▶ _Texto para revisar_:
——————————

The Last Black Man in San Francisco (debut de Joe Talbot) empieza con una vibrante escena que presagia todo lo bueno y, por desgracia, todo lo malo que nos va a ofrecer. En el fondo, no se puede negar que el director expone sus cartas de buenas a primeras, sin tapujos y sin disimular sus intenciones. El problema, sin embargo, es que esto funciona a un nivel estrictamente visual, porque en el fondo subyace la idea de si no será más que un despliegue de virtuosismo que tape la absoluta nada que hay detrás de todo el aparato formal.
Sí, entendemos que estamos ante una carta de amor, dolor y rabia a una ciudad, un canto a aquello que sentimos como pérdida sin ser conscientes que, quizás, nunca lo hemos poseído realmente. En este sentido hay una mezcla agridulce entre el idealismo, la visión nostálgica de un sueño idealizado, y la dura realidad encargada de destruir estas imágenes. Y todo envuelto en un preciosista envoltorio visual que flirtea con el surrealismo de un Spike Lee primerizo, la épica folclórica de Benh Zeitlin y la crudeza realista de la vida en un barrio marginal. Una mezcla que resulta apabullante por momentos y que pone la poética de la imagen y su rima con la intensidad emocional como sus principales bazas.

——————————

▶ _Objetivo del ejercicio_:
Reescribe el tramo de la reseña de la película que va desde "The Last Black" hasta "el aparato formal.", sustituyendo "director" por "cineasta".

▶ _Datos registrados_:
——————————

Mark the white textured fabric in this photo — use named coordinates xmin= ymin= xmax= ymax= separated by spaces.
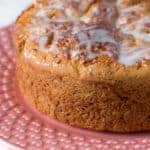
xmin=0 ymin=0 xmax=34 ymax=27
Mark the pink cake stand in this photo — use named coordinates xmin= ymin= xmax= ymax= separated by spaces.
xmin=0 ymin=26 xmax=150 ymax=150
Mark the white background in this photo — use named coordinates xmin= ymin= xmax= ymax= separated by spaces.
xmin=0 ymin=0 xmax=33 ymax=27
xmin=0 ymin=0 xmax=33 ymax=150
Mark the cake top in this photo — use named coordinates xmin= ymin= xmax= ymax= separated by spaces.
xmin=19 ymin=0 xmax=150 ymax=65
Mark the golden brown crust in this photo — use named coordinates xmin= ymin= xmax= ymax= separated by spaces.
xmin=17 ymin=55 xmax=150 ymax=132
xmin=14 ymin=0 xmax=150 ymax=132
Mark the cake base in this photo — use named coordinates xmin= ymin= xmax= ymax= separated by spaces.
xmin=17 ymin=57 xmax=150 ymax=132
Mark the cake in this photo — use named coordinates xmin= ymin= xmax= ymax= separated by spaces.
xmin=14 ymin=0 xmax=150 ymax=133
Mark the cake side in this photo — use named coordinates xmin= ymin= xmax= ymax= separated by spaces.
xmin=14 ymin=0 xmax=150 ymax=132
xmin=17 ymin=54 xmax=150 ymax=132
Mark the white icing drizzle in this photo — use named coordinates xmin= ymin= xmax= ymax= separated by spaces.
xmin=116 ymin=0 xmax=150 ymax=65
xmin=26 ymin=0 xmax=150 ymax=65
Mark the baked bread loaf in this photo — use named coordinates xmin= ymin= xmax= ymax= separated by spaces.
xmin=14 ymin=0 xmax=150 ymax=132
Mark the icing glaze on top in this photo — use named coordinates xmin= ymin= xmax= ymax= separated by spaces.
xmin=25 ymin=0 xmax=150 ymax=65
xmin=116 ymin=0 xmax=150 ymax=65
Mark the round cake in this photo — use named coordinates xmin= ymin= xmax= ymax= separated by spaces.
xmin=14 ymin=0 xmax=150 ymax=132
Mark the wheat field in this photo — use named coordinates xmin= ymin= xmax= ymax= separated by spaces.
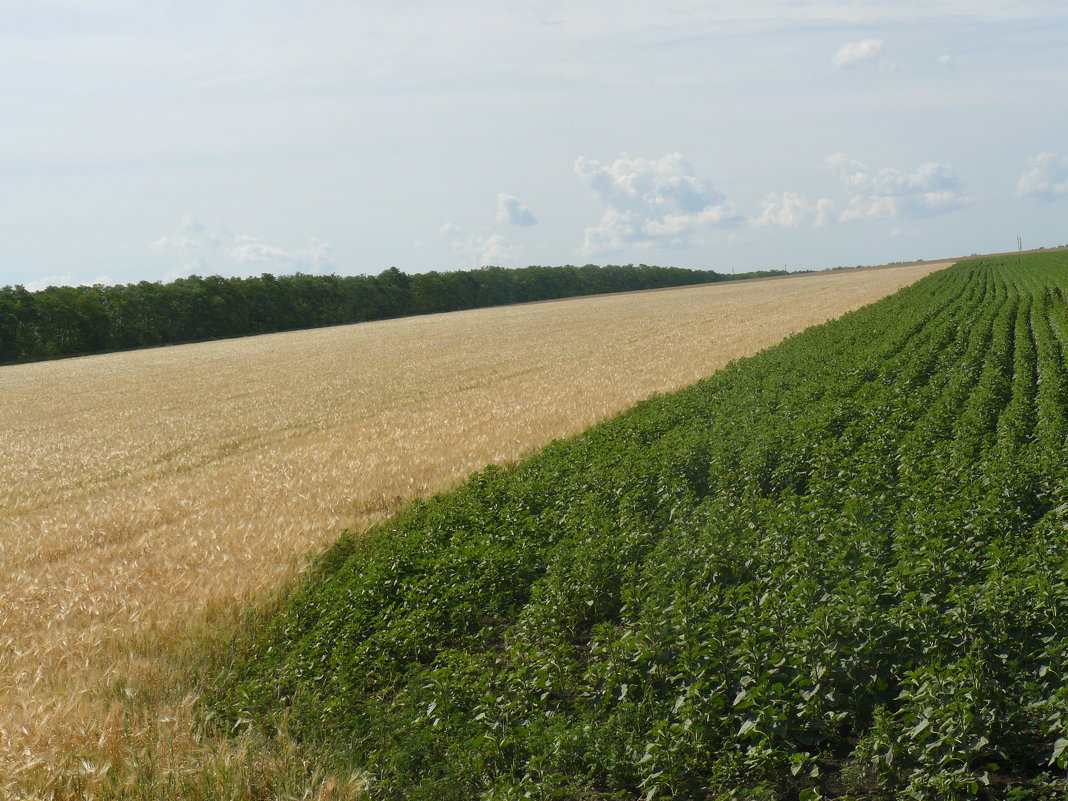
xmin=0 ymin=262 xmax=949 ymax=798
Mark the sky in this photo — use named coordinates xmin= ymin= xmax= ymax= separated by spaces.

——————————

▶ _Respuesta del ejercicio_:
The Last Black Man in San Francisco (debut de Joe Talbot) empieza con una vibrante escena que presagia todo lo bueno y, por desgracia, todo lo malo que nos va a ofrecer. En el fondo, no se puede negar que el cineasta expone sus cartas de buenas a primeras, sin tapujos y sin disimular sus intenciones. El problema, sin embargo, es que esto funciona a un nivel estrictamente visual, porque en el fondo subyace la idea de si no será más que un despliegue de virtuosismo que tape la absoluta nada que hay detrás de todo el aparato formal.